▶ Check your understanding
**A)** From the farmworker passage, copy word for word the part starting with "A man with the" and going on through "the recommended rate.".
**B)** In the farmworker passage, what share of the workers developed severe skin rashes?
**C)** Pick up the farmworker passage right after its last sentence and keep writing.

▶ Reading text
···
Owens also knew that most of the migrant farmworkers were hungry most of the time. He found their diet was “grossly inadequate,” since the food they ate “approached the critical level of 50 percent of the recommended minimum daily caloric intake level.”

A man with the teeth of hunger in his belly at the same time he is harvesting crops sprayed with toxins is playing with fire, perhaps even death. The key human enzyme affected by exposure to nerve poisons is known as acetylcholinesterase. Neurotoxic pesticides inhibit the production of this neurotransmitter—and the levels of acetylcholinesterase in the man were taking dangerous dives, Owens noticed, especially when the worker was not eating well. Some 80 percent of the workers developed severe skin rashes; two dozen required medical attention. A worker caught tuberculosis. A child died. A man died. At the Pennsylvania farm where the man died, a helicopter had applied three gallons of the nerve toxins parathion and guthion per acre, 12 times the recommended rate.
···
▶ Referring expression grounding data

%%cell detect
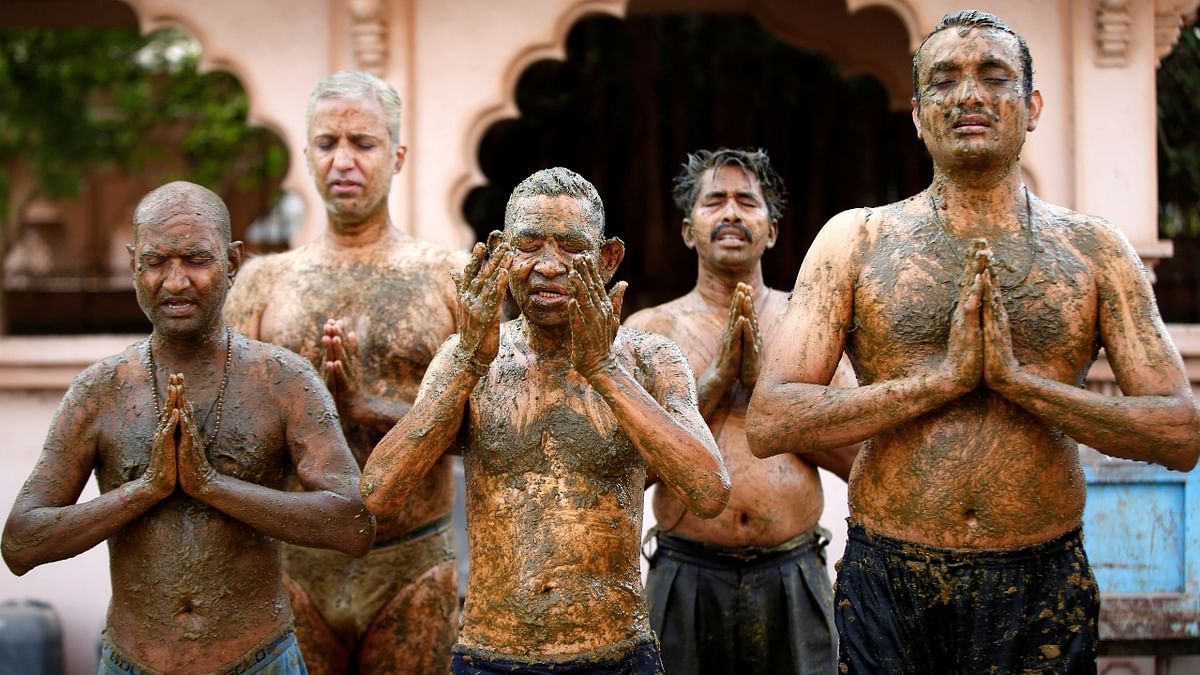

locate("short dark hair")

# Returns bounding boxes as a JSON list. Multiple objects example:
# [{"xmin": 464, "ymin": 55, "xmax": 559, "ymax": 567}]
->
[
  {"xmin": 671, "ymin": 148, "xmax": 787, "ymax": 221},
  {"xmin": 133, "ymin": 180, "xmax": 233, "ymax": 247},
  {"xmin": 912, "ymin": 10, "xmax": 1033, "ymax": 102},
  {"xmin": 504, "ymin": 167, "xmax": 604, "ymax": 238}
]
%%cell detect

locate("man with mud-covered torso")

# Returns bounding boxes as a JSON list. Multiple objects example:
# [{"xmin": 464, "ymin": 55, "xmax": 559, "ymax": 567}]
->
[
  {"xmin": 362, "ymin": 168, "xmax": 730, "ymax": 674},
  {"xmin": 4, "ymin": 183, "xmax": 374, "ymax": 675},
  {"xmin": 748, "ymin": 11, "xmax": 1200, "ymax": 674},
  {"xmin": 226, "ymin": 72, "xmax": 467, "ymax": 675},
  {"xmin": 625, "ymin": 148, "xmax": 857, "ymax": 675}
]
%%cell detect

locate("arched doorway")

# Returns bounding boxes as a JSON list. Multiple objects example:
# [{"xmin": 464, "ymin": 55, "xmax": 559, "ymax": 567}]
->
[
  {"xmin": 463, "ymin": 6, "xmax": 931, "ymax": 313},
  {"xmin": 0, "ymin": 0, "xmax": 290, "ymax": 335}
]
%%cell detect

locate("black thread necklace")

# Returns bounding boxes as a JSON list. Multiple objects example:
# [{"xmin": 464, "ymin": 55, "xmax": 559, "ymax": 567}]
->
[
  {"xmin": 929, "ymin": 185, "xmax": 1034, "ymax": 291},
  {"xmin": 146, "ymin": 325, "xmax": 233, "ymax": 453}
]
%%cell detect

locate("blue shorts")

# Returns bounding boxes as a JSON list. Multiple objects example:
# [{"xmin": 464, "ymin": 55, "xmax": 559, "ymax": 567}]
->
[{"xmin": 96, "ymin": 623, "xmax": 308, "ymax": 675}]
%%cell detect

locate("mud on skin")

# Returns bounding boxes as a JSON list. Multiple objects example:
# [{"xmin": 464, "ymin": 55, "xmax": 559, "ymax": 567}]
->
[
  {"xmin": 461, "ymin": 323, "xmax": 649, "ymax": 655},
  {"xmin": 227, "ymin": 233, "xmax": 464, "ymax": 540}
]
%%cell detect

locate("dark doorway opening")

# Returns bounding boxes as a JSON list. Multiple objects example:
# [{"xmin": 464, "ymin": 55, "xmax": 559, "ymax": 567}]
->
[{"xmin": 463, "ymin": 14, "xmax": 932, "ymax": 315}]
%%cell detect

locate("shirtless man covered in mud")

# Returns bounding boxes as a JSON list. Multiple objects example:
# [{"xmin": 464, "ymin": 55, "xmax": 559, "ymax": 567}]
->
[
  {"xmin": 362, "ymin": 168, "xmax": 730, "ymax": 674},
  {"xmin": 748, "ymin": 11, "xmax": 1200, "ymax": 674},
  {"xmin": 625, "ymin": 148, "xmax": 857, "ymax": 675},
  {"xmin": 226, "ymin": 72, "xmax": 467, "ymax": 675},
  {"xmin": 4, "ymin": 183, "xmax": 374, "ymax": 675}
]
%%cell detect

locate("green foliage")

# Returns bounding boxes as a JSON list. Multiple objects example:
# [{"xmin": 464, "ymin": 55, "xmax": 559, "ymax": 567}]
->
[
  {"xmin": 1158, "ymin": 23, "xmax": 1200, "ymax": 237},
  {"xmin": 0, "ymin": 28, "xmax": 287, "ymax": 221}
]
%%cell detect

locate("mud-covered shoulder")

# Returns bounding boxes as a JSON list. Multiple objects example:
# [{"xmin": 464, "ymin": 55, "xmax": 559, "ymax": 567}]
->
[
  {"xmin": 617, "ymin": 325, "xmax": 692, "ymax": 377},
  {"xmin": 1033, "ymin": 202, "xmax": 1144, "ymax": 270},
  {"xmin": 67, "ymin": 339, "xmax": 145, "ymax": 400}
]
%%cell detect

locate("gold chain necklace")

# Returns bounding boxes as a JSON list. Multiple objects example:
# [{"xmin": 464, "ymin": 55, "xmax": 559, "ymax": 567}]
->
[
  {"xmin": 146, "ymin": 325, "xmax": 233, "ymax": 453},
  {"xmin": 929, "ymin": 185, "xmax": 1036, "ymax": 291}
]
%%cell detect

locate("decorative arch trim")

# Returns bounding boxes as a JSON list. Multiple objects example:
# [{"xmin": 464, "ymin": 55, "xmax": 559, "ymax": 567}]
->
[
  {"xmin": 448, "ymin": 0, "xmax": 629, "ymax": 229},
  {"xmin": 846, "ymin": 0, "xmax": 926, "ymax": 54},
  {"xmin": 121, "ymin": 0, "xmax": 288, "ymax": 151}
]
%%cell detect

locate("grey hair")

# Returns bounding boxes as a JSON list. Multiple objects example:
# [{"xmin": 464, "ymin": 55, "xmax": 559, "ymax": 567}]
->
[
  {"xmin": 912, "ymin": 10, "xmax": 1033, "ymax": 103},
  {"xmin": 133, "ymin": 180, "xmax": 233, "ymax": 247},
  {"xmin": 504, "ymin": 167, "xmax": 604, "ymax": 237},
  {"xmin": 304, "ymin": 71, "xmax": 400, "ymax": 150}
]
···
▶ Answers in order
**A)**
A man with the teeth of hunger in his belly at the same time he is harvesting crops sprayed with toxins is playing with fire, perhaps even death. The key human enzyme affected by exposure to nerve poisons is known as acetylcholinesterase. Neurotoxic pesticides inhibit the production of this neurotransmitter—and the levels of acetylcholinesterase in the man were taking dangerous dives, Owens noticed, especially when the worker was not eating well. Some 80 percent of the workers developed severe skin rashes; two dozen required medical attention. A worker caught tuberculosis. A child died. A man died. At the Pennsylvania farm where the man died, a helicopter had applied three gallons of the nerve toxins parathion and guthion per acre, 12 times the recommended rate.

**B)** Some 80 percent

**C)**
The early warning signs of acute or chronic pesticide poisoning are no more distinctive than a headache or dizziness. Unless farmworkers are “down and out,” they are not likely to pay attention to a headache or a “wheezy stomach.” Poor working people don’t stop working “unless they are taken out of a field desperately ill.”

The implication of this finding alone is frightening. Pesticides cripple and kill. They are also responsible for subtle and not so subtle changes in human behavior. A migrant farmworker at the end of a harvest season is not the same person he was when he started his migration. He has been subjected to a variety of “body insults” such as spray poisoning, a bad diet, and very bad living conditions.

Fifty-six percent of the farmworkers had “abnormal kidney and liver functions: 78 percent had severe chronic skin rash; and 54 percent abnormalities in chest cavities,” Owens reported. “Migrant workers are young workers, i.e., mean age of 25 years, but their health statistics resemble those of middle-aged Americans.”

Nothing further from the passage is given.